[START The data]
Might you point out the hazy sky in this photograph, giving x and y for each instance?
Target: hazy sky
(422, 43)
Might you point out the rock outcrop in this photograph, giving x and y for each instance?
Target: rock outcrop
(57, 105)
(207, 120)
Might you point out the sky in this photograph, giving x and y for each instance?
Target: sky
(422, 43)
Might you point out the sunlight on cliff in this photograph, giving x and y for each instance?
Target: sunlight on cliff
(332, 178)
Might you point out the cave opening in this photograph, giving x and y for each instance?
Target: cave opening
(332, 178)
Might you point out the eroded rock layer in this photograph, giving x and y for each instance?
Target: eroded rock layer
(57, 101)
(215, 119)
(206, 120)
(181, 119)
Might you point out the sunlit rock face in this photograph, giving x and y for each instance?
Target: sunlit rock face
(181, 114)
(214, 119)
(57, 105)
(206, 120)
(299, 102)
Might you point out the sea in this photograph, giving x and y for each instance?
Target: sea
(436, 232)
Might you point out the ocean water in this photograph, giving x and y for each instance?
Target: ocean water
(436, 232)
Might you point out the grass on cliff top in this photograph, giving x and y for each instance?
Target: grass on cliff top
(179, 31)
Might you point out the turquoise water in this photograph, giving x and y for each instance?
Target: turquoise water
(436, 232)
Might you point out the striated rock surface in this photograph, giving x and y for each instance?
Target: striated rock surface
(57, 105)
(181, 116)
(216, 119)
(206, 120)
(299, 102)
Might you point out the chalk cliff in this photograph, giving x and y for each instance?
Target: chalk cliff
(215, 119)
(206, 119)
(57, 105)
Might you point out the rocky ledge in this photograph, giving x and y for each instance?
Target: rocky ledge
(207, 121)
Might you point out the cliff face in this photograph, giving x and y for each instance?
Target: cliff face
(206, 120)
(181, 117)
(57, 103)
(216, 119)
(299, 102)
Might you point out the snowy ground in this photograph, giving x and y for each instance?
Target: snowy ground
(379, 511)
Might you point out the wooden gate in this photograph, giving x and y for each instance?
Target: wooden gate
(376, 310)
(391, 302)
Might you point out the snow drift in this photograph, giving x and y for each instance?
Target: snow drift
[END The data]
- [Set task] Reproduce the listing above verbatim, from the first line through the last, with no changes.

- [Answer for this exercise]
Might you point out the hazy sky in this photograph, giving x and y for each instance?
Target: hazy sky
(422, 43)
Might you point out the rock outcrop in this photograph, giving x and y for each instance?
Target: rock outcrop
(57, 105)
(207, 120)
Might you point out the sky in this photograph, giving x and y for each instance?
Target: sky
(422, 43)
Might you point out the sunlight on cliff in this photograph, giving x and y for each instance?
Target: sunlight on cliff
(332, 178)
Might you point out the cave opening in this photograph, giving x and y for each instance?
Target: cave opening
(332, 178)
Might you point out the eroded rock layer in this photograph, giving x and y for each instance?
Target: eroded rock layer
(57, 101)
(215, 119)
(206, 120)
(181, 119)
Might you point out the sunlit rock face in this photograph, giving x and y for each instance?
Target: sunlit rock face
(181, 114)
(214, 119)
(57, 105)
(206, 120)
(299, 102)
Might you point out the sea in this photograph, giving x and y for each instance?
Target: sea
(436, 232)
Might you point out the ocean water in this photograph, giving x and y for each instance?
Target: ocean water
(436, 232)
Might you point out the grass on cliff top in this photograph, giving x and y for each instance?
Target: grass on cliff top
(179, 31)
Might you point out the turquoise water in this photograph, giving x and y for each instance?
Target: turquoise water
(436, 232)
Might you point out the striated rock surface in this photograph, giving x and y for each instance?
Target: striated rock surface
(57, 105)
(181, 116)
(216, 119)
(206, 120)
(299, 102)
Might you point out the chalk cliff in this photograph, giving x and y for each instance?
Target: chalk cliff
(215, 119)
(206, 119)
(57, 105)
Might you point out the rocky ledge in this photograph, giving x and y for each instance?
Target: rocky ledge
(207, 121)
Might you point out the cliff face in this photograph, giving x and y for each instance?
Target: cliff face
(206, 120)
(181, 117)
(57, 103)
(216, 119)
(299, 102)
Might you point out the snowy ground in this photograph, giving x and y for each instance?
Target: snowy ground
(379, 511)
Might you point out the wooden gate in this photograph, giving x and y for each instance?
Target: wooden gate
(376, 310)
(391, 302)
Might you point out the snow drift in this photograph, giving x and y for each instance?
Target: snow drift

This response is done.